• DOCUMENT SEGMENT
++++++++
The Chinese property crisis has finally arrived after Fitch Ratings declared the giant Evergrande and smaller rival Kaisa Group in default on US dollar bond interest payments.
Thursday saw Fitch become the first rating agency to declare that China Evergrande’s overseas bonds to be in default after the world’s most indebted developer failed to make a crucial interest payment this week.
Evergrande missed meeting the 30-day grace period to pay $US82.50 in interest. The company has been silent on that deadline.
Fitch also confirmed Kaisa, a smaller property company but one of China’s most indebted, had also defaulted on $US400 million of bonds.
Trading in Kaisa shares on the Hong Kong Stock Exchange was suspended on Wednesday on doubts about its solvency.
Evergrande shares fell to a new record low of $HK1.73 on Thursday before the default statement from Fitch and finished the day at a record closing low of $HK1.80.
Evergrande shares have lost 87% of their value since the start of the year.
Kaisa Group Holdings Ltd has $US571 million bond due next week and has already indicated that it may not be able to repay them – collapse awaits.
++++++++
• LISTED ENTRIES
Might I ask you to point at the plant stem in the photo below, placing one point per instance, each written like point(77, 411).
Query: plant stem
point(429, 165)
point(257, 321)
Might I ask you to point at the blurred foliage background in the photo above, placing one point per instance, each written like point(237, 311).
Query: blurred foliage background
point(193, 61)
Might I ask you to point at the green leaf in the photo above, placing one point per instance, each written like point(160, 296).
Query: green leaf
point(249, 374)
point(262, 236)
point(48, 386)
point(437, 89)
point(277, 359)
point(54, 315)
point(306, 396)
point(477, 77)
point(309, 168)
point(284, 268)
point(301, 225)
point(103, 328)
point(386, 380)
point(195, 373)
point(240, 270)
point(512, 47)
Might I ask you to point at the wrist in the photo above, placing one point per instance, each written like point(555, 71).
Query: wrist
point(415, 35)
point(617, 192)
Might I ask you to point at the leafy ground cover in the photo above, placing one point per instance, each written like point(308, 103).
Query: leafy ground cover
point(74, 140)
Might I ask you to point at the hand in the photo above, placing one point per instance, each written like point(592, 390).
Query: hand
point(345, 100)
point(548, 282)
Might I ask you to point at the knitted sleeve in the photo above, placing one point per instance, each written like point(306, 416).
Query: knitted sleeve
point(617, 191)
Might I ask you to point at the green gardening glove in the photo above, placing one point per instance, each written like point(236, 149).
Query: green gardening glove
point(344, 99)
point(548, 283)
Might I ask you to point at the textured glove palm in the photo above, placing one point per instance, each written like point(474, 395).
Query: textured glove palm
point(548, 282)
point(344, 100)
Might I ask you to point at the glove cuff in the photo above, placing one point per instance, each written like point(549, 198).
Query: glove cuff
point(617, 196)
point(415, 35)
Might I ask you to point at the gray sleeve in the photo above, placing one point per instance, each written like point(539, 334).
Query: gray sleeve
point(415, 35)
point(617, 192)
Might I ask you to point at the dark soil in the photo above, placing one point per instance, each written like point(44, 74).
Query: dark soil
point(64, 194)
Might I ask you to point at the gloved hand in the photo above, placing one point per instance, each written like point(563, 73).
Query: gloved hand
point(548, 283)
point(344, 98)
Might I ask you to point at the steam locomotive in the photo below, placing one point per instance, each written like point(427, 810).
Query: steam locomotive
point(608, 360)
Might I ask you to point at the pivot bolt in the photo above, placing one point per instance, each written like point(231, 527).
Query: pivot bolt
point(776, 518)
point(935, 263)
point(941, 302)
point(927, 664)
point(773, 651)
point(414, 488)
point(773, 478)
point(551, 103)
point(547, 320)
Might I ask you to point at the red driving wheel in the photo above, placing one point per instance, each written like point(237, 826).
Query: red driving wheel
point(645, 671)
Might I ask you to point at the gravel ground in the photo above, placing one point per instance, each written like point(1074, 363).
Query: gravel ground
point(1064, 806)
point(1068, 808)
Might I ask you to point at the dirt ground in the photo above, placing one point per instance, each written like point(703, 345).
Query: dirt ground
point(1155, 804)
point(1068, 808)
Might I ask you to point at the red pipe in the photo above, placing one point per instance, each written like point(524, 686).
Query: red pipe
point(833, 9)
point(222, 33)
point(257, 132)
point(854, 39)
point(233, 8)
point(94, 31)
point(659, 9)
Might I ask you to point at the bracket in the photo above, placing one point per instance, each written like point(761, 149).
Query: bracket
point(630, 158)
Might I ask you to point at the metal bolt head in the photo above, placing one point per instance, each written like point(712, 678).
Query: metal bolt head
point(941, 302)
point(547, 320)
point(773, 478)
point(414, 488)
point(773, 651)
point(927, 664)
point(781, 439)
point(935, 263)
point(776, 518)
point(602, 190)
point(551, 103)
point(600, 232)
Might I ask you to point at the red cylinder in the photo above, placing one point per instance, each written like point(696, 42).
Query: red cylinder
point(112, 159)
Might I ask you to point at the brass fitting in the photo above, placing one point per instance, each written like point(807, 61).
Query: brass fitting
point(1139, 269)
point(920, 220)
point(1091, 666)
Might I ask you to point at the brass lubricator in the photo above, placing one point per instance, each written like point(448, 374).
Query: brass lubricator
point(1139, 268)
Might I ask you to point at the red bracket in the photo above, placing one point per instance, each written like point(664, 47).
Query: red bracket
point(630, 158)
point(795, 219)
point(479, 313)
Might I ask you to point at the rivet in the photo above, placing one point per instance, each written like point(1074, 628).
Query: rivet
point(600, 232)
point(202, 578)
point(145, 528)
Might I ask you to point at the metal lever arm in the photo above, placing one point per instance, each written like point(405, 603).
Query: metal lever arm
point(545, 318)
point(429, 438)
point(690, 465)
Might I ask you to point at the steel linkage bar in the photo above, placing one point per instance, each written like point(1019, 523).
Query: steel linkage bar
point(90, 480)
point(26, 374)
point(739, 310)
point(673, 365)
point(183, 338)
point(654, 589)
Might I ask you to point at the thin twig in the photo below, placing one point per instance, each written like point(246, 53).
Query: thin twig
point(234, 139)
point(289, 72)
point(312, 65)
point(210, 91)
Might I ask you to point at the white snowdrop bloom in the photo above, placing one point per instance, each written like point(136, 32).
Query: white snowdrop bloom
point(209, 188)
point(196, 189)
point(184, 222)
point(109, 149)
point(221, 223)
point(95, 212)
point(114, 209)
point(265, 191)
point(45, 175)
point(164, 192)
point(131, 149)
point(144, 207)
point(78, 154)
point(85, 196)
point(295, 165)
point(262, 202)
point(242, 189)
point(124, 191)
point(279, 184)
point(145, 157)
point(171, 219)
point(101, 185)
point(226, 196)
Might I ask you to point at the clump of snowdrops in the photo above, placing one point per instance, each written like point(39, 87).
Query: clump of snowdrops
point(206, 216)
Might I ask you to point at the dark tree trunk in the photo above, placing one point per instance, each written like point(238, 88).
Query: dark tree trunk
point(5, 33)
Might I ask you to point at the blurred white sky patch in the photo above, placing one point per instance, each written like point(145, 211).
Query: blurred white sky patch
++++++++
• WHAT IS ASKED
**A)** In the article on the Chinese property crisis, what record closing low did Evergrande shares reach on Thursday?
**B)** Continue the article on the Chinese property crisis from its last sentence.

• PER-TASK OUTPUTS
**A)** $HK1.80

**B)**
And now, it seems yet another property giant is in crisis, with developer Sunshine 100 China Holdings Ltd missing payment on $US179 million of debt and interest payments.
The long forecast crisis has come to a head and will dominate well into 2022 as the central government and Communist Party seek to avoid the blame for a situation of their making years ago as they allowed massive debt and a building boom to run unchecked for too long.
But these pressures have been slowly surfacing for a while and especially for a week but apart from the lurch down to a 14-month low in the Hang Seng Index on Monday when Evergrande revealed it was effectively in a government overseen debt workout, the Hong Kong and Chinese share markets have been surprisingly calm
Indeed after the shares of property company Kaisa were halted for the second time in two months on Wednesday, the Chinese and Hong Kong markets rose.
Mainland investors are undoubtedly more confident – the key CSI 300 index (covers the top stocks on the Shanghai and Shenzhen markets) is up more than 5% in the past month which has cut the fall for the year to just on 3.6%.
The confidence among mainland investors is not shared in Hong Kong where the Hang Seng Index is down 3% in the past month and more than 11% year to date.
The government is responsible for the crisis when it started tightening controls in mid 2020 on lending and property developer activity and insisted state regulators take a tougher approach to deals, non-property transactions and insider activity.
Being the biggest and most indebted (over $US300 billion) Evergrande was the most watched developer slowly brought to heel by the tougher controls and government oversight (especially in Guangdong where the company is based).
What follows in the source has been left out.